╭─ Verilen Metin

MHP, 1999 seçimlerinde büyük bir sıçrama göstererek, % 17,9 oy oranı ile 129 milletvekili çıkarıp ikinci parti olmuştur. Bu başarı MHP’yi iktidar ortağı yapmıştır. Ne var ki 2002’de malum sebeplerle MHP, çok hatalı bir zamanlama ile erken seçimlere gidilmesini sağlamış, seçim sonucunda ise ağır bir seçim yenilgisine uğramıştır. % 8,3 oy oranı ile % 10 barajını geçememiş ve parlamento dışı kalmıştır. Bugüne kadar hiçbir Parti yetkilisi tam olarak ve bana göre anlamlı gerekçeler göstererek, % 18’den, % 8’ e gerileme nasıl sağlandı açıklayabilmiş değildir. Siyaset uzmanı bir dostum bana “Bir siyasi kadro böyle bir hezimeti, ancak isteyerek sağlayabilir.”Dediğinde, Onu kırdığımı hatırlıyorum. Oysa hepimiz yapılan vahim hatalar yüzünden bu sonucun alındığını biliyorduk. Ne var ki teşkilat terbiyesinden dolayı açık yönetim hatalarını seslendiremiyorduk. Kafamızı kuma gömmüş, gözlerimizi kapatmış, dilimizi bağlamıştık. Dahası, gerçeği söyleyenleri de kırıyor, hain ilan edip, kovalıyorduk. Eğer MHP, 1999 sonrası, muhalefette kalıp, koalisyona girmeden, dışarıdan destek verseydi veya koalisyon ortağı olarak Cumhurbaşkanı seçiminde, Kemal Derviş ve idamlar konusunda dik durup, istekleri olmazsa koalisyonu bozsaydı, bugün AKP diye bir siyasi varlık olamazdı. Biz bu gerçekleri bildiğimiz halde susmamalıydık ama sustuk. Bugün “Keşke öyle davranmasaydık.” Diye pişmanlık duyuyorum. Bu yazıyı yazmamın sebebi de geçmişte bildiğim, gördüğüm gerçekler konusunda sessiz kalmamdan dolayı duyduğum pişmanlıktır.

╰─
╭─ Satırlar

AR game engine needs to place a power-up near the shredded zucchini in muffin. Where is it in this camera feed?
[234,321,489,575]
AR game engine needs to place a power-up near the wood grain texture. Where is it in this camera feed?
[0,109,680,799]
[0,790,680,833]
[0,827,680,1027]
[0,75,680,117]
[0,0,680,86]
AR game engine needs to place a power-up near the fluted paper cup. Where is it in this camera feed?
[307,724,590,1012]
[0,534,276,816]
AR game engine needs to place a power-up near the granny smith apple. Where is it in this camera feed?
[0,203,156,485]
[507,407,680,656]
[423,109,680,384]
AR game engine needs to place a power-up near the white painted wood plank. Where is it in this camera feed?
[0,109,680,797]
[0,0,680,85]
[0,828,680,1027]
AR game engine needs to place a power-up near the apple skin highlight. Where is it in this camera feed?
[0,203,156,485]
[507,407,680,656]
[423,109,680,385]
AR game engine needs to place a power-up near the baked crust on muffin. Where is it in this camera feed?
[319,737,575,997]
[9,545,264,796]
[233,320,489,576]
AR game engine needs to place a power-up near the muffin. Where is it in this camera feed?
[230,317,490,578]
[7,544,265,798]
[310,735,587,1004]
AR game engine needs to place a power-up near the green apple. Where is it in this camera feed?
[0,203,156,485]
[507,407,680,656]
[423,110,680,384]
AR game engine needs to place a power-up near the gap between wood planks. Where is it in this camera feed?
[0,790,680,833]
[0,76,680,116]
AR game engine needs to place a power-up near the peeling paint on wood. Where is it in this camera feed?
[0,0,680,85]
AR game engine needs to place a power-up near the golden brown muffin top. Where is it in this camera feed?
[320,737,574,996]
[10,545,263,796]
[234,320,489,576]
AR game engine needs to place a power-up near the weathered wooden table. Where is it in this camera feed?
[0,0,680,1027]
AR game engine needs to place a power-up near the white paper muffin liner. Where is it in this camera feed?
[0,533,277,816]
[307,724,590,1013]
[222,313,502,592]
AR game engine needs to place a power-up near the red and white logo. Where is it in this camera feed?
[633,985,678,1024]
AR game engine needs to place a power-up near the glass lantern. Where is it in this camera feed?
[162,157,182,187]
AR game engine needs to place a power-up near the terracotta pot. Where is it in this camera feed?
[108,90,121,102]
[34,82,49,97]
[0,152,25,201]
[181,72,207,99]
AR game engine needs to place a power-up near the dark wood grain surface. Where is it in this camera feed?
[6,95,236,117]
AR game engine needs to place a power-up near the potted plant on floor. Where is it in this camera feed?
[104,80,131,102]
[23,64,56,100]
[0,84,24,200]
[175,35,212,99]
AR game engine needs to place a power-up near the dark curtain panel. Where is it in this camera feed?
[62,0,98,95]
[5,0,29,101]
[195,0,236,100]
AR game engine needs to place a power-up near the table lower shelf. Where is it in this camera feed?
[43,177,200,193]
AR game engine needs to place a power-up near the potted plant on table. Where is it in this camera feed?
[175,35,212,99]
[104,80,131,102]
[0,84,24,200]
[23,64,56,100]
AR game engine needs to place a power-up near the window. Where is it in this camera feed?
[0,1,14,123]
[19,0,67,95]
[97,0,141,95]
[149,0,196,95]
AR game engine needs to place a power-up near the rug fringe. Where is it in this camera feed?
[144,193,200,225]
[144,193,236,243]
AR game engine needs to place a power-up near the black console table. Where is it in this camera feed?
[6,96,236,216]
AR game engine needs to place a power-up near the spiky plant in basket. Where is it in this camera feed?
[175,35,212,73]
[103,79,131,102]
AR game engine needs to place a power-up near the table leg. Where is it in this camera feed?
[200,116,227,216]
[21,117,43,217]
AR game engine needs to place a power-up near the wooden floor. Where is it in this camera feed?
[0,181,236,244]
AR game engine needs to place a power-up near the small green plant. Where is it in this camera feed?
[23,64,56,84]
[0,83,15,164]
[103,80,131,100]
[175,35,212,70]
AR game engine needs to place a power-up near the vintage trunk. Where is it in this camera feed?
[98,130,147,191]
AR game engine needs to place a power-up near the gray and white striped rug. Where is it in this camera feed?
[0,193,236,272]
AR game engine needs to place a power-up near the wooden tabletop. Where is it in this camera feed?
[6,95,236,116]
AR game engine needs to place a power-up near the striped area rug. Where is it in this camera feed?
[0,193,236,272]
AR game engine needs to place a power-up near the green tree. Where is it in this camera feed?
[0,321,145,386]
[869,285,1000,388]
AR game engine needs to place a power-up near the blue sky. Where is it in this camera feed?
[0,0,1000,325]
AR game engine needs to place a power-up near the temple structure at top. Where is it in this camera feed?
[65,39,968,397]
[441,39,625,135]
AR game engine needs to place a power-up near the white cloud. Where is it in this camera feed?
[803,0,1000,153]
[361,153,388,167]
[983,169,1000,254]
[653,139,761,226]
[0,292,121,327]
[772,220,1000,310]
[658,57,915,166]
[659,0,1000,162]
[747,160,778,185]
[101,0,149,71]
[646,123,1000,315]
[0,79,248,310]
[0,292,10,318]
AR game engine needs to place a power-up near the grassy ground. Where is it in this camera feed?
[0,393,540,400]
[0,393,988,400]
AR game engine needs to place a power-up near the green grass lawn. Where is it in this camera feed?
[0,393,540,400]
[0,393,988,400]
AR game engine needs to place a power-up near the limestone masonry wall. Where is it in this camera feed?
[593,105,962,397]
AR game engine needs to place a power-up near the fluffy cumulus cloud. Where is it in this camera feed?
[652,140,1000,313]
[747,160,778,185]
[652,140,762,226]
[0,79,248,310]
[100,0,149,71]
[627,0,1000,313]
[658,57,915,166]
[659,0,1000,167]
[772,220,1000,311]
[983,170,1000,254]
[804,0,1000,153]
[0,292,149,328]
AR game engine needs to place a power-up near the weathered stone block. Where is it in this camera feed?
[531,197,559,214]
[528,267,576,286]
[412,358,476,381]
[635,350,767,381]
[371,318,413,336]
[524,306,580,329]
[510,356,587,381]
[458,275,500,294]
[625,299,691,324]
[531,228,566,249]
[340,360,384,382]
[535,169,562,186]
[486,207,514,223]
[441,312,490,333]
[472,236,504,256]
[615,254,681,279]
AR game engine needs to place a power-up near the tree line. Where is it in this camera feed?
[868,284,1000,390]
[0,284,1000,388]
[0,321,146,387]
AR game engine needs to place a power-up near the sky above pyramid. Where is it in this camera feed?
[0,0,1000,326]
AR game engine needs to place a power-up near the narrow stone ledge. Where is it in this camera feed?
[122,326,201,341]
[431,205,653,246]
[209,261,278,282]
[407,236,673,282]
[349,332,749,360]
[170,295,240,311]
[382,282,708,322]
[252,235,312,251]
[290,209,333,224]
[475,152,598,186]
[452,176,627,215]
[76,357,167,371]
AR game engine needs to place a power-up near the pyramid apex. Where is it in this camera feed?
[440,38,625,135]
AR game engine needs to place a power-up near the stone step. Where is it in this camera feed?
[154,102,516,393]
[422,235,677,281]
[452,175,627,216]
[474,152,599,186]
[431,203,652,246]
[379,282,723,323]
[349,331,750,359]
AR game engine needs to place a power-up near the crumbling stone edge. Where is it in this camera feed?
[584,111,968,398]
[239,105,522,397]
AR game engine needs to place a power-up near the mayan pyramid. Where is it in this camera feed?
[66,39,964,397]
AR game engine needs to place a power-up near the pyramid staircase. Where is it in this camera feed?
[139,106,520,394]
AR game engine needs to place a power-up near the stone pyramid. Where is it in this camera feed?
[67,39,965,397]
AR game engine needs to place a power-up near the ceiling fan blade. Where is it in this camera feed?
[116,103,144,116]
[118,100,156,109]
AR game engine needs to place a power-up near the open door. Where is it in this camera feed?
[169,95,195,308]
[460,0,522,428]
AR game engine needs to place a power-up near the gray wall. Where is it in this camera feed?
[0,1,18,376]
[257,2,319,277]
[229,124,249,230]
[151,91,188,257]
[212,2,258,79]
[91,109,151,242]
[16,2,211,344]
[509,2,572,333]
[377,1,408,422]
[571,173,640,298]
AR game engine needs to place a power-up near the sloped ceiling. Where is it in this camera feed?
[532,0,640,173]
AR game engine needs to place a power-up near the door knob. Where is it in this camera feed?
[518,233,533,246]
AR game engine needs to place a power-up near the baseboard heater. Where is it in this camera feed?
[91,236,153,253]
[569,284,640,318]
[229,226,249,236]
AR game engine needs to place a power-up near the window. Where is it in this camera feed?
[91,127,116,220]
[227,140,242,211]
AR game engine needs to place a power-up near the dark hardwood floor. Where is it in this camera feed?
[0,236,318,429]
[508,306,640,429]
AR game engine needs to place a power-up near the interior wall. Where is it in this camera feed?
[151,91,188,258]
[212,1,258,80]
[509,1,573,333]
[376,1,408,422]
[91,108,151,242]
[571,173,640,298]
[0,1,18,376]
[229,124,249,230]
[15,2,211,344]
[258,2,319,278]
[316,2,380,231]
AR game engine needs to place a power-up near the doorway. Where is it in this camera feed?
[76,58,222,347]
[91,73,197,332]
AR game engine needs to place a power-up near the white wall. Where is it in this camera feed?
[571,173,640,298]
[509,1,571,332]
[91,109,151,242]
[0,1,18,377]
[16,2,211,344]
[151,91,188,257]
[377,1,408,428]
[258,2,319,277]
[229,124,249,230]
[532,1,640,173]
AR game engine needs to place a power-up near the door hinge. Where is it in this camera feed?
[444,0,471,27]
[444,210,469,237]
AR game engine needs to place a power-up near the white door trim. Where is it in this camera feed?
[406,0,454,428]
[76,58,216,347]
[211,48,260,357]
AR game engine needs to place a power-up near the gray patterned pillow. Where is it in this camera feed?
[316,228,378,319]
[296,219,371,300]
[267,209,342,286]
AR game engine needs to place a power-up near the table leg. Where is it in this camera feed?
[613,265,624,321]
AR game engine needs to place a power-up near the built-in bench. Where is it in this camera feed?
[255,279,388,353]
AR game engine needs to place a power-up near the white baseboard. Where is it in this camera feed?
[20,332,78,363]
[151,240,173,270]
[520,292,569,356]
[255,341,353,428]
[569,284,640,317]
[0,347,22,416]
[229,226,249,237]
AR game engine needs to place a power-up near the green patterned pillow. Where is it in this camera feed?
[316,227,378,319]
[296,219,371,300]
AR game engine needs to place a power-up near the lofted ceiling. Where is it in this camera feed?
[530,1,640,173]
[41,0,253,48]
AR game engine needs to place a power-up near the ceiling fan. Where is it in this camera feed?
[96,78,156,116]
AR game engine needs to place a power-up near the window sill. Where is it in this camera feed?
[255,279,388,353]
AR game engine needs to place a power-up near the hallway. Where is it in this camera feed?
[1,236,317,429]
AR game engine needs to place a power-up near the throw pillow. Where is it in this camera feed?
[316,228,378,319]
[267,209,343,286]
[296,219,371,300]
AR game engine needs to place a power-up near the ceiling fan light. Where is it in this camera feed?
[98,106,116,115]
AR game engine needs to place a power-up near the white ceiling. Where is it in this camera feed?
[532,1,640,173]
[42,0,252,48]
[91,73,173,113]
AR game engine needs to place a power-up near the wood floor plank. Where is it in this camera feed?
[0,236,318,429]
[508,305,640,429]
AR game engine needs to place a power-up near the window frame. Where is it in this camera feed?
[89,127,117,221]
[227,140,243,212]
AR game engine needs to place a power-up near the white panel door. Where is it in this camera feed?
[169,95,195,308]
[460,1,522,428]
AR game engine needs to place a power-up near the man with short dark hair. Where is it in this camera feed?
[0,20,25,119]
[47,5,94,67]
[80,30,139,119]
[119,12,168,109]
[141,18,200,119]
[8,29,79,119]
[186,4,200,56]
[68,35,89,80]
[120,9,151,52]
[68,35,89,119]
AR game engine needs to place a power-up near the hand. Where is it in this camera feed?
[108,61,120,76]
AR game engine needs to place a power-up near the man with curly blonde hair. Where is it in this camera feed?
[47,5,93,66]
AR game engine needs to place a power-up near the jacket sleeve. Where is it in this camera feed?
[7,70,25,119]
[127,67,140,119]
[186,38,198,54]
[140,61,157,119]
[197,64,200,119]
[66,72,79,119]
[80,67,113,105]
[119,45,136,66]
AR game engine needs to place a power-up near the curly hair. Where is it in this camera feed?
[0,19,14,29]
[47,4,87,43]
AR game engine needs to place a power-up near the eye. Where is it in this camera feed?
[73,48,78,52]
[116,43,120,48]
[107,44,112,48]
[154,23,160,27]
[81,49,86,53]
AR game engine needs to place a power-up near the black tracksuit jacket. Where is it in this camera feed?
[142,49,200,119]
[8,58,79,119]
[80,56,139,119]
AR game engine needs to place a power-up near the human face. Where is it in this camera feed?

╰─

■ **Verilen Görev 1**:
MHP ile ilgili metne göre şu soruları yanıtlayın:
(a) MHP, 1999 seçimlerinde kaç milletvekili çıkarmıştır?
(b) MHP, 2002 seçimlerinde yüzde kaç oy almıştır?
(c) Yazar, bu yazıyı yazmasının sebebi olarak neyi gösteriyor?
■ **Verilen Görev 2**:
MHP ile ilgili metnin devamını, son cümleden sonrasını yazarak tamamlayın.
Satırların bu çalışmayla hiçbir ilgisi yoktur.

■ **Görevin Yanıtı 1**:
(a) 129 milletvekili.
(b) % 8,3.
(c) Geçmişte bildiği, gördüğü gerçekler konusunda sessiz kalmasından dolayı duyduğu pişmanlığı.

■ **Görevin Yanıtı 2**:
 2002’ de 16 aylık AKP tek başına iktidara gelmişti. Terör azmış, hayat tarzı ve rejim kaygısı doğmuştu. 2007 seçimlerinde millet “Acemiliklerine geldi, belki ders almışlardır.” Diyerek MHP’yi affetmiş, % 14,2 oy oranı ve 71 milletvekili ile Türk Milliyetçilerini destekleyip, tekrar meclise göndermişti. Dahası bu desteğini, 2009’da % 16,1 oy oranı ile parlamento gücüne, yerel yönetim gücünü de katarak devam ettirmiştir. Yani millet adeta MHP’ye, iktidar için yeşil ışık yakmıştır. Peki, MHP Yönetimi milletin bu desteği ve gösterdiği iktidar hedefine ulaşmak için ne yaptı? Kocaman bir hiç!  Bırakın başka partilerden oy almayı, bırakın genç seçmenden oy almayı, önceki seçimlerde aldığı oyları bile koruyamadı. Sonuç, sene 2011, aldığı ya da alabildiği oy  oranı % 13, karşılığı ise sadece 53 milletvekilliği. Bu sonuçla 2011 seçimlerinin tartışmasız mağlubu MHP ve Türk Milliyetçileridir.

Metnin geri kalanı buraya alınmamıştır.